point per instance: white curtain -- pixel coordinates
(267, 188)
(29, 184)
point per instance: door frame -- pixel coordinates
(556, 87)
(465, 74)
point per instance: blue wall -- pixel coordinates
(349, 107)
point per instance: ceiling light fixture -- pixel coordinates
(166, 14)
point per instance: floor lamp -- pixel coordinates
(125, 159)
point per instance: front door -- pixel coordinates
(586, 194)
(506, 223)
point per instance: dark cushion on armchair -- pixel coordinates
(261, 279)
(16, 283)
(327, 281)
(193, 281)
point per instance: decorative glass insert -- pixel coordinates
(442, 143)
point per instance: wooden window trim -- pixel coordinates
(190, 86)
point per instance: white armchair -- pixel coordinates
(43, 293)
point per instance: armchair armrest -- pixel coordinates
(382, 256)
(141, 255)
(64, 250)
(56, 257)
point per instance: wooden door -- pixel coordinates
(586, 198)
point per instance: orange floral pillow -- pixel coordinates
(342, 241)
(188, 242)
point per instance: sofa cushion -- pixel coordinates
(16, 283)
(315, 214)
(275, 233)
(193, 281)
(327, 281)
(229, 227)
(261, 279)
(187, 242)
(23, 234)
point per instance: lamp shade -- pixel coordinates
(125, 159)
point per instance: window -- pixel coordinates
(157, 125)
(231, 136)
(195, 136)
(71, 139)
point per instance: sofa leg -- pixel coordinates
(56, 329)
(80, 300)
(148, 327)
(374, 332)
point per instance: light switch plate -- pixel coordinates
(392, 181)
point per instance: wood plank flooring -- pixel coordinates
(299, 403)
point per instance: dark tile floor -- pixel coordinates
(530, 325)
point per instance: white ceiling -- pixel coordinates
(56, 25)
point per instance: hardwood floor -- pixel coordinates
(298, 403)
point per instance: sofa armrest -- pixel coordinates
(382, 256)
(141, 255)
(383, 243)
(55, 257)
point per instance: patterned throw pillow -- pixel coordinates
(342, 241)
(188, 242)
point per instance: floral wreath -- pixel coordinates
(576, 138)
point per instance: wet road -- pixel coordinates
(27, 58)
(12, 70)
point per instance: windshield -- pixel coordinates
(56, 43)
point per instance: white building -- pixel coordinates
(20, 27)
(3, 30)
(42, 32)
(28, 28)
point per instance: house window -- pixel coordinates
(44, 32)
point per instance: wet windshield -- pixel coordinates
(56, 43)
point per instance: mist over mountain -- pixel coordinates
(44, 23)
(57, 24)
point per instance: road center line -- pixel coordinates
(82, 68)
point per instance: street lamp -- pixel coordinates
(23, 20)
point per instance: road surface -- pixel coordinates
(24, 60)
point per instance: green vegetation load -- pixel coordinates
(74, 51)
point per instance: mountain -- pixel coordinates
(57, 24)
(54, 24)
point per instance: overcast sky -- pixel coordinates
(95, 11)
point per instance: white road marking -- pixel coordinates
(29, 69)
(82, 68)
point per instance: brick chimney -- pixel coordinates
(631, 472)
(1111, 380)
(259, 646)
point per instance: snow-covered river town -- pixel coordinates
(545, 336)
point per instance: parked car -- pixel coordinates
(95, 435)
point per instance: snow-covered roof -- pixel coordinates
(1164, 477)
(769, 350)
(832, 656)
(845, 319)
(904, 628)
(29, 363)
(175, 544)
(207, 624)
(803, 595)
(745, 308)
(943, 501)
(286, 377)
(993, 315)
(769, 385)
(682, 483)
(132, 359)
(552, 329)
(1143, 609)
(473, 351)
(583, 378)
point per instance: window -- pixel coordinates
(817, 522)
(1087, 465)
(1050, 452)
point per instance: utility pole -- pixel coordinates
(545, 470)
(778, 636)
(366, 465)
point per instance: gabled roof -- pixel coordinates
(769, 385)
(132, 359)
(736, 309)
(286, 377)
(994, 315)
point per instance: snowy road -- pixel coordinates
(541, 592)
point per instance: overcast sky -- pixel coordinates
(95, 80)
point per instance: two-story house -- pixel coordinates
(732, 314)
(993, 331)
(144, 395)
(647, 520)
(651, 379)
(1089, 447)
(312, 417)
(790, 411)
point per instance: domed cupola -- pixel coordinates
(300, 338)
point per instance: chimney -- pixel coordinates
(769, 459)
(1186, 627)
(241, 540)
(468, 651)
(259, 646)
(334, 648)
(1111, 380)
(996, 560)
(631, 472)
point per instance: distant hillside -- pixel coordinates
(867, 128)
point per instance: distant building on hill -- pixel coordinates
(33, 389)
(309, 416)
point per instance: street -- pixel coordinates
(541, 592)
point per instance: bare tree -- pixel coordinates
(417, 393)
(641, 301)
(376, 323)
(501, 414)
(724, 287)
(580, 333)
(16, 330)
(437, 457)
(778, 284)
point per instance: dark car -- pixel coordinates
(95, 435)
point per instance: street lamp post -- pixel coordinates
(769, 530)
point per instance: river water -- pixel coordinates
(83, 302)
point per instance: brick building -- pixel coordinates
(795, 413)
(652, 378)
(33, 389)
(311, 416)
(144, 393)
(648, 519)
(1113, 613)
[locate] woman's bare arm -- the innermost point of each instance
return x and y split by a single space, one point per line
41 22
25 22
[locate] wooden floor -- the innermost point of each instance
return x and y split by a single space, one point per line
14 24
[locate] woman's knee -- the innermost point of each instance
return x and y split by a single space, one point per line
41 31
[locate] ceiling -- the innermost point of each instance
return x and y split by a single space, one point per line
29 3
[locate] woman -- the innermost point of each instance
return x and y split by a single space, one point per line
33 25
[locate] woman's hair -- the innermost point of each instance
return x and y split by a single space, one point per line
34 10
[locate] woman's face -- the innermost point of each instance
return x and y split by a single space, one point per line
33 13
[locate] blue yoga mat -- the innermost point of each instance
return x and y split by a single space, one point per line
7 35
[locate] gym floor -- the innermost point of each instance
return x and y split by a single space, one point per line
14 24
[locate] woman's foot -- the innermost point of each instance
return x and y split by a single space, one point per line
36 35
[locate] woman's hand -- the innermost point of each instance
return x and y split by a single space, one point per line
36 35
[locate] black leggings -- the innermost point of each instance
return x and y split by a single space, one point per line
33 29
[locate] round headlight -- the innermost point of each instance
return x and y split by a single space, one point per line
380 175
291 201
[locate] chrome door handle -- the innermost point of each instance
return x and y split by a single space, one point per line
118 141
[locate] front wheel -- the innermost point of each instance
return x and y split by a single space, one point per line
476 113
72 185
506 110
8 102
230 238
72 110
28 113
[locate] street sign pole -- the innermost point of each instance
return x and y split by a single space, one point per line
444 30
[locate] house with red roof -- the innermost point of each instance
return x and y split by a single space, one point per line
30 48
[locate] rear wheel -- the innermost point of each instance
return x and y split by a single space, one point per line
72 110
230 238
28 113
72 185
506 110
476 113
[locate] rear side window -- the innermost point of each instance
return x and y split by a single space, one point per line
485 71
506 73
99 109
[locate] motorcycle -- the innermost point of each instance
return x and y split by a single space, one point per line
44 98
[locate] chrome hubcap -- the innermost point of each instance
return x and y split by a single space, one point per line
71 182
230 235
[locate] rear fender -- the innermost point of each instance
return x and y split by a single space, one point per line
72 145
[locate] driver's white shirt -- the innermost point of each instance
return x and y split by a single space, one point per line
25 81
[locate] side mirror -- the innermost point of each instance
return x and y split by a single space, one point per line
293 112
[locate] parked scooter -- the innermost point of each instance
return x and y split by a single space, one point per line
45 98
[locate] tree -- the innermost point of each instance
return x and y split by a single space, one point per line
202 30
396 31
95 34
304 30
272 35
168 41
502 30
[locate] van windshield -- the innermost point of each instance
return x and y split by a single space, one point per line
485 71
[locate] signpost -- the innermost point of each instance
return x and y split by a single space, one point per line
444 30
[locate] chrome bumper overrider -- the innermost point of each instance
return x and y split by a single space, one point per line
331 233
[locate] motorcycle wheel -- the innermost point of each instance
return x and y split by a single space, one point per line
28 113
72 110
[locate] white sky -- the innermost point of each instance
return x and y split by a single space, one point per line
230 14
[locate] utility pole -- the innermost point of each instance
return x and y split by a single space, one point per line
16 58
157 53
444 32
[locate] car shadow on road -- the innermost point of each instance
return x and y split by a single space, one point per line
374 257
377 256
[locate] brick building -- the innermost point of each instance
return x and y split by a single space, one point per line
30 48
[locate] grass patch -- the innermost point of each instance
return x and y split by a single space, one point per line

·····

Copy the entries above exactly, but only from the line holding "[locate] parked scooter" through the line holding "[locate] van windshield", both included.

FINAL ANSWER:
[locate] parked scooter -- the innermost point of each instance
return x and y split by a single space, one point per line
45 98
[locate] tree -- the innermost point of each instance
return x and y split by a single space, one point per line
202 30
396 31
95 34
304 30
272 35
168 41
502 30
[locate] van windshield -- the innermost point of each instance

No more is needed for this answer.